Required actions –
(a) In the creature sound excerpt, what do the Kakamoras wear as their armor?
(b) Update the creature sound excerpt from "For his feet, John" to "for Tamatoa’s eyes.", swapping "chamois" for "leather".

-------- Selected text --------

For his feet, John recorded on the Foley stage some very sharp impacts into rock, with sharp metal swords and things like that to give us these stabbing sounds. Those I pitched way down and layered with some other sounds to create his feet. He has these eyes that move independently and so we came up with a funny, gooey sound that gives him this grotesque characteristic because he’s this large, strange looking crab. His eyes gurgle when he moves them around, and we used a stomach gurgle sound occasionally just to give him this gross sound. In Foley, we had recorded some wet chamois sounds for something else but that actually worked really well for Tamatoa’s eyes.
Another group of creatures are the Kakamoras — a tribe of aggressive tiki-coconut people. How did you create the sound for them?
TN: The Kakamoras were a lot of fun. Originally when we talked to the directors they had an idea that the Kakamoras would all talk to each other in their own version of Morse code, by banging on their shells. So we were going to give them this whole rhythmic language made from banging on coconut shells. We were going to make phrases for them and all of these things. But as the film got animated we realized that the animators didn’t really do any of that. They didn’t give us an opportunity to do that much with this idea. There’s one shot in the beginning where they do that, and so we were left with the thought of, “Well, what sound do we give them now?” We needed some sound for them. The Kakamoras wear coconut shells as their armor and we never see their faces or their mouths. So we had the freedom to make them vocalize if we wanted to. Early on there was an apprehension to giving them vocals. Some people were cautious about that. But, in the end we realized it was funnier to have them make some sounds.
We hired voice actors to come in and do some mimicking of vocals that I and Lee Gilmore, the sound effects editor, had done as a mockup. We basically recorded ourselves as a temp track, trying to find ideas with these little guttural growls and snarls and phrases of a made-up language. We cut a pass as a proof-of-concept and sent that down to the directors, knowing we’d have actors come in to perform the parts later. Much like Hei Hei, we cut in more than we needed and then decided during the mix that we only needed the vocals in very specific places.

-------- Recorded data --------

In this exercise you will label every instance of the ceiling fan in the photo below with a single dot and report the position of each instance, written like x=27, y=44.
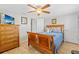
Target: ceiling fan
x=40, y=9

--------

The solutions –
(a) Coconut shells.

(b)
For his feet, John recorded on the Foley stage some very sharp impacts into rock, with sharp metal swords and things like that to give us these stabbing sounds. Those I pitched way down and layered with some other sounds to create his feet. He has these eyes that move independently and so we came up with a funny, gooey sound that gives him this grotesque characteristic because he’s this large, strange looking crab. His eyes gurgle when he moves them around, and we used a stomach gurgle sound occasionally just to give him this gross sound. In Foley, we had recorded some wet leather sounds for something else but that actually worked really well for Tamatoa’s eyes.